Provided entries –
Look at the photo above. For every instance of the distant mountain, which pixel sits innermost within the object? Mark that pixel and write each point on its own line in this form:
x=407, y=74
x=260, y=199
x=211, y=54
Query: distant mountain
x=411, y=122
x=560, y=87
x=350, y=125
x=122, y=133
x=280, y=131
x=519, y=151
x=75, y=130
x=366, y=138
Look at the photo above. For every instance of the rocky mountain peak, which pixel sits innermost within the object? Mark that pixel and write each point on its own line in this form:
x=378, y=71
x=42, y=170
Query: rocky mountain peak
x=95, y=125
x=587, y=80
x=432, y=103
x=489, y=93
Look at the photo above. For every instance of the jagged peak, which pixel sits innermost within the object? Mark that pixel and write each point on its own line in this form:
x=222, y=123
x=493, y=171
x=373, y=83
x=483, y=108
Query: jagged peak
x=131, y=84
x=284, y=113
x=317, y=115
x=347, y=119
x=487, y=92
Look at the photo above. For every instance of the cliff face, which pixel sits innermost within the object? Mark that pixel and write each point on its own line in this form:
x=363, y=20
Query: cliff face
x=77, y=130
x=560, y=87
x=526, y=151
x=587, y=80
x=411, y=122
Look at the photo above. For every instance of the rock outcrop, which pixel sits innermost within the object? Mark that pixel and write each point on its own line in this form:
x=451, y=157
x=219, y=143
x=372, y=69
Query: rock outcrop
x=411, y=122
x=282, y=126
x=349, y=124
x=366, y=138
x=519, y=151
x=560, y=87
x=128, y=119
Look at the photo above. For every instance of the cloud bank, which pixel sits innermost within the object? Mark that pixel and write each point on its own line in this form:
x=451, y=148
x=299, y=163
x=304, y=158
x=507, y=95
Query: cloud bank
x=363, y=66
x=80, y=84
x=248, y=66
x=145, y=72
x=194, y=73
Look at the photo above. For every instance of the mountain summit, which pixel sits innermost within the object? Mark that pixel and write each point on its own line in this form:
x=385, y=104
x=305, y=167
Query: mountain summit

What is being asked – Please write out, exactly as they appear, the lines from the line containing "Query: rock outcrop" through the last line of the records above, both included.

Answer to the problem –
Query: rock outcrop
x=411, y=122
x=282, y=126
x=349, y=124
x=366, y=138
x=519, y=151
x=560, y=87
x=128, y=119
Look at the photo above. For every instance of the cloud bank, which pixel sits innermost within the object? Mark that pixel and write each point on its own line in this form:
x=451, y=148
x=299, y=163
x=304, y=158
x=507, y=95
Query: cloud bank
x=363, y=66
x=80, y=84
x=248, y=66
x=145, y=72
x=194, y=73
Look at the photo above. For every instance of the mountain summit, which pixel sits innermost within the object? Mark that pixel and write each point on its own line in this form:
x=385, y=104
x=305, y=167
Query: mountain summit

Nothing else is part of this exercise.